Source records
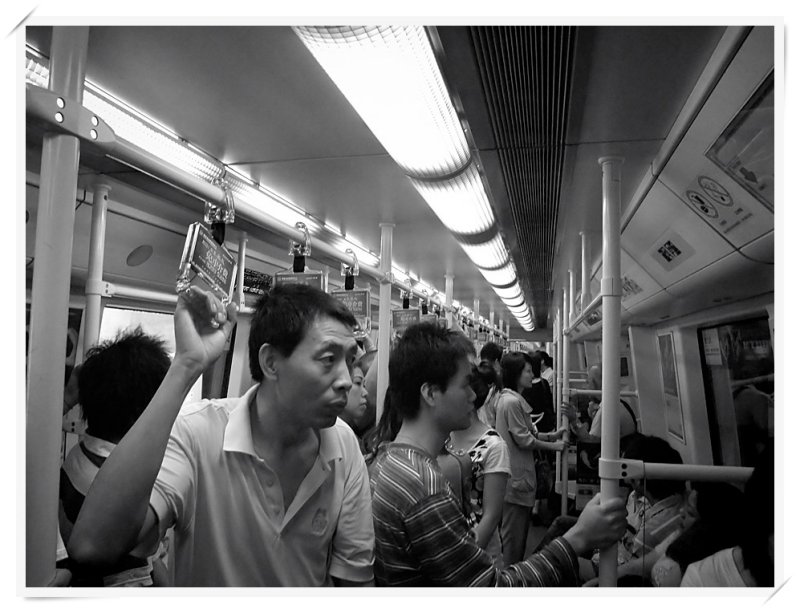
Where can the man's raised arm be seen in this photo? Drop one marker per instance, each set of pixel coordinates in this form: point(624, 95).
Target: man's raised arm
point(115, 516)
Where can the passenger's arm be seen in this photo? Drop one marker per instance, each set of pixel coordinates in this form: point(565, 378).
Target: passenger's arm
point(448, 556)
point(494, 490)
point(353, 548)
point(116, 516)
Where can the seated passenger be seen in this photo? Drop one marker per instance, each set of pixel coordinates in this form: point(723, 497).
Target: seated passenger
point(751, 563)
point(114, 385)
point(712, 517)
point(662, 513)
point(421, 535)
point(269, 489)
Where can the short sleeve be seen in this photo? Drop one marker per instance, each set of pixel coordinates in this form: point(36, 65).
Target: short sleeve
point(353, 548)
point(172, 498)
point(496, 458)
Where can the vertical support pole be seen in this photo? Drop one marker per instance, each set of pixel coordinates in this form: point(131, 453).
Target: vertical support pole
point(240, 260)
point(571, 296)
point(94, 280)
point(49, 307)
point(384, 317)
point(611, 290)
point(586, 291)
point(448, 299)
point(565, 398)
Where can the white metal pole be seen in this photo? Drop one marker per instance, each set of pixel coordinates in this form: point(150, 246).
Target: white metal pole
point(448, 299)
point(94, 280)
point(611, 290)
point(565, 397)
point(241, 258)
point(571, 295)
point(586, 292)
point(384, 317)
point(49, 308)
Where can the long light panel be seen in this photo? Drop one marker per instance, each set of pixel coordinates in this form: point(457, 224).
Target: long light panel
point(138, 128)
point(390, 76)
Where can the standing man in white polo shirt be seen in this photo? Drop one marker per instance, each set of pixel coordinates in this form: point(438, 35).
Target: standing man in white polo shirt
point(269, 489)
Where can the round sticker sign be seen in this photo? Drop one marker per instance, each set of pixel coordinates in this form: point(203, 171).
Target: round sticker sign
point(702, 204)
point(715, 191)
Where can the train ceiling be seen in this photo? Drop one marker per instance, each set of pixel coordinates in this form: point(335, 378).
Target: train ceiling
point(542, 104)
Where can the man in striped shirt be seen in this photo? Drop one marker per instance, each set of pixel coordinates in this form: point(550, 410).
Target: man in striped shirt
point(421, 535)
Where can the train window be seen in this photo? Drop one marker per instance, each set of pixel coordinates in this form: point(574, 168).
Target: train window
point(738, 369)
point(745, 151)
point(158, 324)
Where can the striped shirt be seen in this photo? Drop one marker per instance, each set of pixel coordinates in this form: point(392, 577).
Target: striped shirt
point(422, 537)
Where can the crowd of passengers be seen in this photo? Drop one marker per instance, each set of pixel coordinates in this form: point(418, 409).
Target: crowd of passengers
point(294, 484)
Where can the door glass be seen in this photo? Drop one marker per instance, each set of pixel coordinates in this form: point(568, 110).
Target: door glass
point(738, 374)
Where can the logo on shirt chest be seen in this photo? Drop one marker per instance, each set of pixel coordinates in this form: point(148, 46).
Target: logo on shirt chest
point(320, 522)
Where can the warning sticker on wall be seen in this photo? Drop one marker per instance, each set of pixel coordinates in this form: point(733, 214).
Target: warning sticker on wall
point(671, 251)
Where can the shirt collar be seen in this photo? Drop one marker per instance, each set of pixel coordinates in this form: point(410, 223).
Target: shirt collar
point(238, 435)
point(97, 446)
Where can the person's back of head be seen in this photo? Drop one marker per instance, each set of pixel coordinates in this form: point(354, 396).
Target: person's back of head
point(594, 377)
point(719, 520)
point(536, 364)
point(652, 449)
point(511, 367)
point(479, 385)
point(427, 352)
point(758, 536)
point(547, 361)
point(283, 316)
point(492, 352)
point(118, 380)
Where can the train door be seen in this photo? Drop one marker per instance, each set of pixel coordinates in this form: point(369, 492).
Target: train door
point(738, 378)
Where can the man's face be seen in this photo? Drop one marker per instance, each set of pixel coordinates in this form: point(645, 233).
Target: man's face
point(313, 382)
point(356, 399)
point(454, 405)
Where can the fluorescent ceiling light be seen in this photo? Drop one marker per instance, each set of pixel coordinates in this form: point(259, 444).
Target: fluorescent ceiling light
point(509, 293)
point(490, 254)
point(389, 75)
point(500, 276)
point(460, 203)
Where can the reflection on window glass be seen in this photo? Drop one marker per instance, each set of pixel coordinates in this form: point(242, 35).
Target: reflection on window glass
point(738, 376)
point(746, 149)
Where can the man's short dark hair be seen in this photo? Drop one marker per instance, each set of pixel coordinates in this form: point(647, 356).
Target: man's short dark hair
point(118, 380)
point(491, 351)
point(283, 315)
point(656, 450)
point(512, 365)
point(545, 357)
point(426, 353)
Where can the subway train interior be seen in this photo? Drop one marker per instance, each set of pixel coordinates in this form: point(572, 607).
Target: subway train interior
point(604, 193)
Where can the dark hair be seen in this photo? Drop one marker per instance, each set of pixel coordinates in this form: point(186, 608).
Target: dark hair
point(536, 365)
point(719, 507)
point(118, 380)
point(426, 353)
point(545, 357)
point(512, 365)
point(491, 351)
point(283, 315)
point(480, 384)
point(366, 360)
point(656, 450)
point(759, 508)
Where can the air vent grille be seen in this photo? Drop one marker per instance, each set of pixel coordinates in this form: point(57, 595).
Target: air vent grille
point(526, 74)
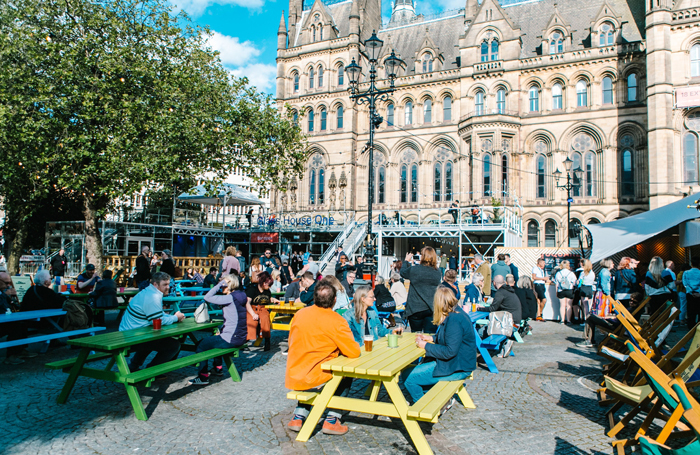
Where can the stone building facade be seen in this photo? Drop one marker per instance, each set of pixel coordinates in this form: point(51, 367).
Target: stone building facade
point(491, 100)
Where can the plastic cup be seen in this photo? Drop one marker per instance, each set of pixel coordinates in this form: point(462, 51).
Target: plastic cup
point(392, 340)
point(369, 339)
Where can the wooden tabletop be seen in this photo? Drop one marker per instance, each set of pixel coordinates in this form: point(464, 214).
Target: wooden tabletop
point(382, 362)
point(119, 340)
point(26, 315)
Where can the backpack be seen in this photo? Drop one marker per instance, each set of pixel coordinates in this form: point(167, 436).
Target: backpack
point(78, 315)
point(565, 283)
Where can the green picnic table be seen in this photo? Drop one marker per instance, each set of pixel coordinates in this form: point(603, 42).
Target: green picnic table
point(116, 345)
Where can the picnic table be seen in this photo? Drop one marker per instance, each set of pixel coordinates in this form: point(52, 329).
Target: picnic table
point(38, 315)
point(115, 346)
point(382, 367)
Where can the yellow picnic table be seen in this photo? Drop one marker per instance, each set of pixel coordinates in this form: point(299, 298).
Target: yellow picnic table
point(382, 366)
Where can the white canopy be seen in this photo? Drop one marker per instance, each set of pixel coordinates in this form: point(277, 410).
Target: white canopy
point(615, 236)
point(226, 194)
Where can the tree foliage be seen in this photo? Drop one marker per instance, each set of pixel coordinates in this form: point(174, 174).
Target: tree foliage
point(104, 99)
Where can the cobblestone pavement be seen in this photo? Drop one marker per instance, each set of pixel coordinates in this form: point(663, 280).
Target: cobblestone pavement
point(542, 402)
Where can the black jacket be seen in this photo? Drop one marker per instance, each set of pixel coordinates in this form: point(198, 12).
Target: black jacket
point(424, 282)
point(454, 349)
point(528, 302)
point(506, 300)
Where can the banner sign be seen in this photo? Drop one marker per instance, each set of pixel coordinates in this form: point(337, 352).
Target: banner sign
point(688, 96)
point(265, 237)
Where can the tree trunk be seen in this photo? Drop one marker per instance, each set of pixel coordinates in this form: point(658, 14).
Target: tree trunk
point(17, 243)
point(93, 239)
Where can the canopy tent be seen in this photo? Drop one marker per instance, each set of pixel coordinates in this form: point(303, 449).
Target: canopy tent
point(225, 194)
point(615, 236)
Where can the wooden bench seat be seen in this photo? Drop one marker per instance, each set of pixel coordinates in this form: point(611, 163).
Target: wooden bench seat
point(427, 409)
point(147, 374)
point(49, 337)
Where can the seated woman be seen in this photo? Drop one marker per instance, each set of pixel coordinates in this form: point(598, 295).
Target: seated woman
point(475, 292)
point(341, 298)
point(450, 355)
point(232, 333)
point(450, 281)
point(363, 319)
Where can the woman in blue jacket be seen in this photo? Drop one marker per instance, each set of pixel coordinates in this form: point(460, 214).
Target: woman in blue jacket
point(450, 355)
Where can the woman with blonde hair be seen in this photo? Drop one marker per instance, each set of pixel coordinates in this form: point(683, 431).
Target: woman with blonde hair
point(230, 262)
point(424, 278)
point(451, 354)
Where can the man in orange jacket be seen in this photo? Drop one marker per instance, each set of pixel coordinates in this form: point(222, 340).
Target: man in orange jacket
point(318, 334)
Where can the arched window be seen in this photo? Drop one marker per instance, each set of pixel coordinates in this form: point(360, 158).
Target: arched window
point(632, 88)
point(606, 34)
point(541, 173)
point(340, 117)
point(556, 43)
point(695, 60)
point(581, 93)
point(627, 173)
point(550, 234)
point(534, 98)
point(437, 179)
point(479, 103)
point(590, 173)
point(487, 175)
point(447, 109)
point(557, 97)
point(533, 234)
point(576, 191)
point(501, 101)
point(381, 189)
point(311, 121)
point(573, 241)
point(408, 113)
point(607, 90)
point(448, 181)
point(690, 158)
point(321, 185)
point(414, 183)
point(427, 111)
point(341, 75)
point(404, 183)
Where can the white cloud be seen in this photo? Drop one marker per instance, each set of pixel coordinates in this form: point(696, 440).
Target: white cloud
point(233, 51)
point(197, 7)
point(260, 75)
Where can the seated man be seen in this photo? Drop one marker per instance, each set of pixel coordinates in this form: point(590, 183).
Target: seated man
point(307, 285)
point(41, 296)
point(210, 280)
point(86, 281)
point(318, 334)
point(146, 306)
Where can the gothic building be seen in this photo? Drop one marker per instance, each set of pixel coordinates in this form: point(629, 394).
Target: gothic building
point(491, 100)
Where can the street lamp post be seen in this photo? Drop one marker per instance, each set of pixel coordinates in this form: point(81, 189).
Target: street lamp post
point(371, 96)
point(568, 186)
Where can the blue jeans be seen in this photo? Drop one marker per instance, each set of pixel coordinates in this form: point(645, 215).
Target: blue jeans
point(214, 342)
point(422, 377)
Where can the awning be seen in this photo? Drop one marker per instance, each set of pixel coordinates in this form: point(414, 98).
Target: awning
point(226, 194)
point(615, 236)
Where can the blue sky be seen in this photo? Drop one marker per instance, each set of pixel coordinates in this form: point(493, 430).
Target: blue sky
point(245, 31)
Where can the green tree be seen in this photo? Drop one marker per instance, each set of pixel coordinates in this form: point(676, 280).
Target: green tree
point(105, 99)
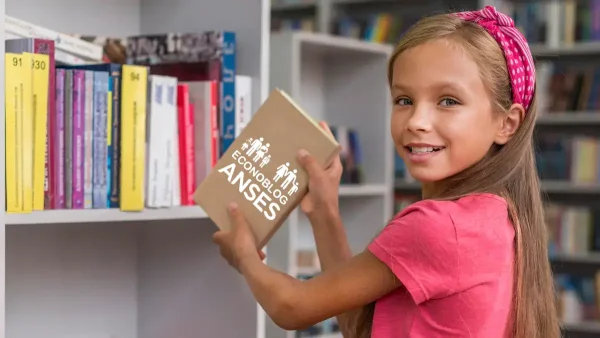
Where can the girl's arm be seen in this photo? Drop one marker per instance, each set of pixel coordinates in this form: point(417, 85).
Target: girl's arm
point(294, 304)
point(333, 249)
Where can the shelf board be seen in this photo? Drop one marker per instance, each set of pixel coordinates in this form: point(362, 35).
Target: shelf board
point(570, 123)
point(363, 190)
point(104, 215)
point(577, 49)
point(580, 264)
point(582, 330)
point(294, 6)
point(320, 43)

## Task to carry out
Look above for the line that contains "Target: yellow picnic table". Starting there, transcribe every line exactly until you have copied the line that contains "Where can the wooden bench".

## Your response
Target: yellow picnic table
point(382, 366)
Where can the white canopy be seen in this photo? Drop one marker per instance, each set of pixel coordinates in this form: point(277, 410).
Target: white canopy
point(615, 236)
point(226, 194)
Where can the tree foliage be seen in this photo? Drop one marker per instance, each set of pixel coordinates in this form: point(174, 174).
Target: tree foliage
point(104, 99)
Where can the cobblestone pavement be seen in this photo? Drop one marker per instance, each set of pixel coordinates in this form: point(663, 280).
Target: cobblestone pavement
point(542, 402)
Where can the black jacket be seen in this photo? Drop one marker per instance, each set of pixel coordinates in this form: point(198, 12).
Target: black jacket
point(424, 282)
point(454, 349)
point(528, 302)
point(506, 300)
Where can the banner sign be seen in this photo? Drop one marker per instance, each set of pixel coordinates in this form: point(337, 352).
Target: banner sign
point(688, 96)
point(265, 237)
Where can the tree trunk be seen in this photo? Drop one marker per instance, each set of pixel coordinates in this form: point(658, 14).
Target: tree trunk
point(17, 243)
point(93, 239)
Where can the canopy tent be seen in this photo? Drop one marker per instance, each set of pixel coordinates in this form: point(303, 449).
Target: canopy tent
point(225, 194)
point(615, 236)
Where can the wooden bench seat be seen in this photo? Drop one marker per instance, each set of pixel coordinates in this form: point(611, 163).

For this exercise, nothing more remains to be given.